In February 2024, each non-employee director received restricted stock units with a fair market value of $286,864 as of the
grant date, based on $220,000 annual grant date value of awards prorated to reflect that there would be fifteen rather than 
twelve months between grants in 2023 - 2024. These restricted stock units will vest in full after the earlier of (i) one year and
(ii) the next annual meeting. Effective February 2024, our stock ownership guidelines require directors to accumulate
ownership of at least $500,000 of our common stock (which is five times their annual cash retainer for Board service),
including the value of restricted stock and restricted stock units, within three years of becoming a director. If the value of their
stock holdings falls below this amount, directors cannot sell shares of our common stock until the value once again exceeds
the required amount. In addition, non-employee directors may not be granted awards with a dollar value, which together with
cash compensation paid to such director for such calendar year, would exceed $750,000.

════════════════

GOAL A: From the passage on director compensation, translate this sentence into Spanish: "These restricted stock units will vest in full after the earlier of (i) one year and (ii) the next annual meeting."
GOAL B: Write the next part of the passage on director compensation, picking up after its final sentence.

════════════════

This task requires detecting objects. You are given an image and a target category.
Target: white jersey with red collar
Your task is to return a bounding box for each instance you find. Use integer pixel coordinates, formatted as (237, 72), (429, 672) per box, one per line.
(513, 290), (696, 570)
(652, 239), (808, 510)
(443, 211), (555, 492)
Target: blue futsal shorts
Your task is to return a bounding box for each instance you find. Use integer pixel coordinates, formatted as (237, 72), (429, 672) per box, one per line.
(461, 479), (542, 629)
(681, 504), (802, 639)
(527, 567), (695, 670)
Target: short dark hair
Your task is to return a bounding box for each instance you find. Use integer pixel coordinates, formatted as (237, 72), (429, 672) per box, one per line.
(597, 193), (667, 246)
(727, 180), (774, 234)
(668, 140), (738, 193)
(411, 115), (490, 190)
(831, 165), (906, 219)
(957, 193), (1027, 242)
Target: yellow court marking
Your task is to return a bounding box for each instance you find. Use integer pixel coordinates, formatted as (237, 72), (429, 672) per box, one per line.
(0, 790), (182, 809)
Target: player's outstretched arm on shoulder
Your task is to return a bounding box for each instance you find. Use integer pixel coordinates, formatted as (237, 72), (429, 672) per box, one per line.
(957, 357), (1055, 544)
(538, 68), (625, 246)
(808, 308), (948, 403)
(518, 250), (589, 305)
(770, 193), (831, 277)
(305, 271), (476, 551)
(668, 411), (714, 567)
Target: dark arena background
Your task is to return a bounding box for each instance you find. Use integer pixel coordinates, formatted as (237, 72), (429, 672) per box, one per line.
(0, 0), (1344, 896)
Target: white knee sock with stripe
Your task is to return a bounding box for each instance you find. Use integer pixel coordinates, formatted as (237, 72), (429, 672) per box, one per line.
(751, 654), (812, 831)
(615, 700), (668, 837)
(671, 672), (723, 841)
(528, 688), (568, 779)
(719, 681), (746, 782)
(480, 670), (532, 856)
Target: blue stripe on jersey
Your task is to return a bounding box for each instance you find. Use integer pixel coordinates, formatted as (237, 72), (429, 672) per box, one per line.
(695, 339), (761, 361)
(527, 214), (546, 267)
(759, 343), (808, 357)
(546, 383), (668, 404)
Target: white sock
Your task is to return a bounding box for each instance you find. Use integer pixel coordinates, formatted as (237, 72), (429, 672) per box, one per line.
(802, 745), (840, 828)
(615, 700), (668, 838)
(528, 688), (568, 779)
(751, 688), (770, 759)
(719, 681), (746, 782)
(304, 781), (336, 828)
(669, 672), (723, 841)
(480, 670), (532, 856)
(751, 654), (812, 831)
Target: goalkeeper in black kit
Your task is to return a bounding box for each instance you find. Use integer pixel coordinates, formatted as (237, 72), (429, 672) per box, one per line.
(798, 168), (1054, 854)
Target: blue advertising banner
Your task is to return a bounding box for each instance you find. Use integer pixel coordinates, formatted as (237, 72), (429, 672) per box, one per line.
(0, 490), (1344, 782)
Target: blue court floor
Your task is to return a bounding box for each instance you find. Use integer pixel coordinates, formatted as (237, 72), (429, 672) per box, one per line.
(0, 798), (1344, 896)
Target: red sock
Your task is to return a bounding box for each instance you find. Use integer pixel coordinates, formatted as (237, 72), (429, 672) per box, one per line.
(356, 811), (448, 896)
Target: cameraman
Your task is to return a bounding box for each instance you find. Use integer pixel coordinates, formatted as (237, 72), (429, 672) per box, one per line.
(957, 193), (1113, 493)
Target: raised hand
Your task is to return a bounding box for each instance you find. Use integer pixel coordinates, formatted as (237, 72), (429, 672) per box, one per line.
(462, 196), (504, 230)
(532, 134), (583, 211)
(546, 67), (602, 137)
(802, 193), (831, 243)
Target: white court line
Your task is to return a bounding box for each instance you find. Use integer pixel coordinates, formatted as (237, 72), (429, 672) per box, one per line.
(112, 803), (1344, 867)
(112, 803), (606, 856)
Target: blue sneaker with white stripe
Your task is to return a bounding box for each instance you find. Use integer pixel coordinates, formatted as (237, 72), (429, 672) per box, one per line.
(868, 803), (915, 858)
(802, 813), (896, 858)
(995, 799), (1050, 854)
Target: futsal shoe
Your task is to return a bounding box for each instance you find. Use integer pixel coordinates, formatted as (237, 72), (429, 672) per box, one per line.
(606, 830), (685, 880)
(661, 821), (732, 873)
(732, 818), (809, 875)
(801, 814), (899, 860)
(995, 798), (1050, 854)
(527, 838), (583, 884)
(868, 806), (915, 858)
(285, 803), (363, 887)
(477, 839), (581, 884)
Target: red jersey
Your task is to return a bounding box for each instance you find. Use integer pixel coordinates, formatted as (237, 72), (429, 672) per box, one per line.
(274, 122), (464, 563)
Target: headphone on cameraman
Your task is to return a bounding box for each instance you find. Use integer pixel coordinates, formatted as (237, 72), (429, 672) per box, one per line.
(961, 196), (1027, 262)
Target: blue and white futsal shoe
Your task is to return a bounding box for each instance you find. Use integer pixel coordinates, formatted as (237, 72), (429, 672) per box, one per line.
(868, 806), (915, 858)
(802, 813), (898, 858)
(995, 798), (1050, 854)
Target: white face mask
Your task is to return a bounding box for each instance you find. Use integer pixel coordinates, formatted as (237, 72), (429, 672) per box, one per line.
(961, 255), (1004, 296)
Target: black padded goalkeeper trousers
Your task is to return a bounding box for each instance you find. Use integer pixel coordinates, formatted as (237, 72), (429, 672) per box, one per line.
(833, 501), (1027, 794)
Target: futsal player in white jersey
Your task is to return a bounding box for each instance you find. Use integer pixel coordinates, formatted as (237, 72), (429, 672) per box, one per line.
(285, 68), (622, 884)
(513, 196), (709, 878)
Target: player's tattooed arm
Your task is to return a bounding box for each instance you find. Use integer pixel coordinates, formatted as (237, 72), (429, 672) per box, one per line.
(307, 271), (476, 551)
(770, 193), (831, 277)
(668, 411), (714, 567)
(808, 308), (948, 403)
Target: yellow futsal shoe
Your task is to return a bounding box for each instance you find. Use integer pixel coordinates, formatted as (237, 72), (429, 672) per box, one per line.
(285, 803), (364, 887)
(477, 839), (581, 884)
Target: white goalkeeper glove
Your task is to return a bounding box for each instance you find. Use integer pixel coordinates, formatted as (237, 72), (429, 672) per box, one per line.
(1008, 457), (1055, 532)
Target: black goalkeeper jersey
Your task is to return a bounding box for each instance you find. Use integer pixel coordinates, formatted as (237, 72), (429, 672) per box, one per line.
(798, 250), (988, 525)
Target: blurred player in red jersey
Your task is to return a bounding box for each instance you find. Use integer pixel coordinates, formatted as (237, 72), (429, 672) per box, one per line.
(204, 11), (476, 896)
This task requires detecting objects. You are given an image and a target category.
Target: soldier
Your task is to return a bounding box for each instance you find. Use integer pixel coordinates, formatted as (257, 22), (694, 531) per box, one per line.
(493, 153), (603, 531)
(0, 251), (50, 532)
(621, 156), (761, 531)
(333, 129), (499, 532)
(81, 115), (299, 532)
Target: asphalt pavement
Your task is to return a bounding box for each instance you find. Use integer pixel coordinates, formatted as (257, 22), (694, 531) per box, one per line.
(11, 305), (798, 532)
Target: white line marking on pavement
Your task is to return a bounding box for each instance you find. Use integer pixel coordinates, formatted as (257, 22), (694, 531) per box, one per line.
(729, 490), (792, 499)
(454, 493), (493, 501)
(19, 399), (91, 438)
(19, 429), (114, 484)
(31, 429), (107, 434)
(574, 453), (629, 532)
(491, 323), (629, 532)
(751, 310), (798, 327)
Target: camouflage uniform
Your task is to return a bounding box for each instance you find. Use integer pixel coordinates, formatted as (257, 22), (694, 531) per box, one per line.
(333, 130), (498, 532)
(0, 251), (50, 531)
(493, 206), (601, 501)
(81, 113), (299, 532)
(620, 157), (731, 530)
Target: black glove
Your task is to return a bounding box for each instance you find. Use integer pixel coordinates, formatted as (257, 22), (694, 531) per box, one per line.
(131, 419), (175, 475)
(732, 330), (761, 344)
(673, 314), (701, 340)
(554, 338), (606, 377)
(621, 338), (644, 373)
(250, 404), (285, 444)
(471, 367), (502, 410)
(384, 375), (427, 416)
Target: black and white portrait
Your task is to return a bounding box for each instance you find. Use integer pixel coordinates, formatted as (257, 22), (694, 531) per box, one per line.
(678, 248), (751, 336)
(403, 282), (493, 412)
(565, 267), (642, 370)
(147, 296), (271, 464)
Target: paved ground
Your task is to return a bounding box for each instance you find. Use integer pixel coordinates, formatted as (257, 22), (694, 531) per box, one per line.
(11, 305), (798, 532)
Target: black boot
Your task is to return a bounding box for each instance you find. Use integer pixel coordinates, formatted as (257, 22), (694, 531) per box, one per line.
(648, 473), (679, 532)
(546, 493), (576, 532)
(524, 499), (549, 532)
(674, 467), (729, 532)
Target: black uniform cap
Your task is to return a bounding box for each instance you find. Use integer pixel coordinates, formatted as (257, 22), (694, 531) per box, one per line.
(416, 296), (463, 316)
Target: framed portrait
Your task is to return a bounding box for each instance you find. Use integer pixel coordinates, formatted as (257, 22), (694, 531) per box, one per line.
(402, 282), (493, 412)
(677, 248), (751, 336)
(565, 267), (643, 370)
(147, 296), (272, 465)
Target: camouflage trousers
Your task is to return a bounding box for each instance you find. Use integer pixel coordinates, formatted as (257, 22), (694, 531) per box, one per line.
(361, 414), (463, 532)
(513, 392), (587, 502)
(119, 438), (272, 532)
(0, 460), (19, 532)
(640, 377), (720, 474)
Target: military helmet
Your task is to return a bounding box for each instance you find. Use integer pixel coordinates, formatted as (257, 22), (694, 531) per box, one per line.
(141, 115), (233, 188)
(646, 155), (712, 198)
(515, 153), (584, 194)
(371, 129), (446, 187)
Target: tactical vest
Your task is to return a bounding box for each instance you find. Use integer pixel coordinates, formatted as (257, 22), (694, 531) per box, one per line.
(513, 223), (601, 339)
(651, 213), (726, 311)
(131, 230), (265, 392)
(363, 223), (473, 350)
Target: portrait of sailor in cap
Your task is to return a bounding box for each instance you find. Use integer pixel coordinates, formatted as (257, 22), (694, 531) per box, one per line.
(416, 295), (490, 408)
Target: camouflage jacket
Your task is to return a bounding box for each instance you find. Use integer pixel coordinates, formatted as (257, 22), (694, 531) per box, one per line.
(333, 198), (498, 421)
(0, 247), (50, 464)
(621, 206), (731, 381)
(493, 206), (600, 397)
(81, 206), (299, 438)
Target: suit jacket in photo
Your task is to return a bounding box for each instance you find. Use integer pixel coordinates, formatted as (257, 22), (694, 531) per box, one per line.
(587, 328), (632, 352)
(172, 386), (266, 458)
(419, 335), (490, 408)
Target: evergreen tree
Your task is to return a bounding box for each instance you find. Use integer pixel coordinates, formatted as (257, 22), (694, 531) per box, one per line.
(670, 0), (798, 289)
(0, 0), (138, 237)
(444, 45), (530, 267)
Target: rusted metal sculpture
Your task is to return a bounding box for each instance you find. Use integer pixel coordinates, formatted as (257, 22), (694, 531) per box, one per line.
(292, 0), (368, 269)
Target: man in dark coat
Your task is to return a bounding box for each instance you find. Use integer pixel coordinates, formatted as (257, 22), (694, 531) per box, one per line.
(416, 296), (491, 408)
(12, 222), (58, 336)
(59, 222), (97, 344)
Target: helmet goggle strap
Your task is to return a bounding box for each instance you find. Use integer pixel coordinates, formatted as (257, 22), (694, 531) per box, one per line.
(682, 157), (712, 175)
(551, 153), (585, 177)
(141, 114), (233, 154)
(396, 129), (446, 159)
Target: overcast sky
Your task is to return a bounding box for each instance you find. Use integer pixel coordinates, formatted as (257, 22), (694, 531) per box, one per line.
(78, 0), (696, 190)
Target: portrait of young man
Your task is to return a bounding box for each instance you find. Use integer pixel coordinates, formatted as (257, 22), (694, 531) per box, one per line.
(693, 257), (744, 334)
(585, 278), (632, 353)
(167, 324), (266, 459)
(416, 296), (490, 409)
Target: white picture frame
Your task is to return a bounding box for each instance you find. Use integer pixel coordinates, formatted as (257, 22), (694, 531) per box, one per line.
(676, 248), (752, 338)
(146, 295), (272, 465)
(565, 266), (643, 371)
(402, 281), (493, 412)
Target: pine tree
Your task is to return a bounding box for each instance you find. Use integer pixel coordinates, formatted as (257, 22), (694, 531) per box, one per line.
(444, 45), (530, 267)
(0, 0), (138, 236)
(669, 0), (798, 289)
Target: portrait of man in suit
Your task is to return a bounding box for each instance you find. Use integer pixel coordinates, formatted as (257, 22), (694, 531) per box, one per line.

════════════════

FINAL RESULT A: Estas unidades de acciones restringidas se consolidarán en su totalidad al cumplirse lo que ocurra primero entre (i) un año y (ii) la próxima junta anual.

FINAL RESULT B:
In order to increase their knowledge and understanding of our business, we encourage our non-employee Board members and
their families to experience our cruises. As a result, we have adopted a Non-Management Director Cruise Policy. Under this
policy, with certain limited exceptions, a Board member is entitled to up to two complimentary staterooms on two cruises per
year for the Board member and any immediate family accompanying the Board member on the cruise. Additional guests
traveling with a Board member will receive a 20% discount off the lowest available fare for up to five staterooms, consistent
with the benefit provided to other Company employees. These benefits are provided at no incremental cost to the Company.
The CEO may grant exceptions to this policy at his discretion but did not do so in 2024.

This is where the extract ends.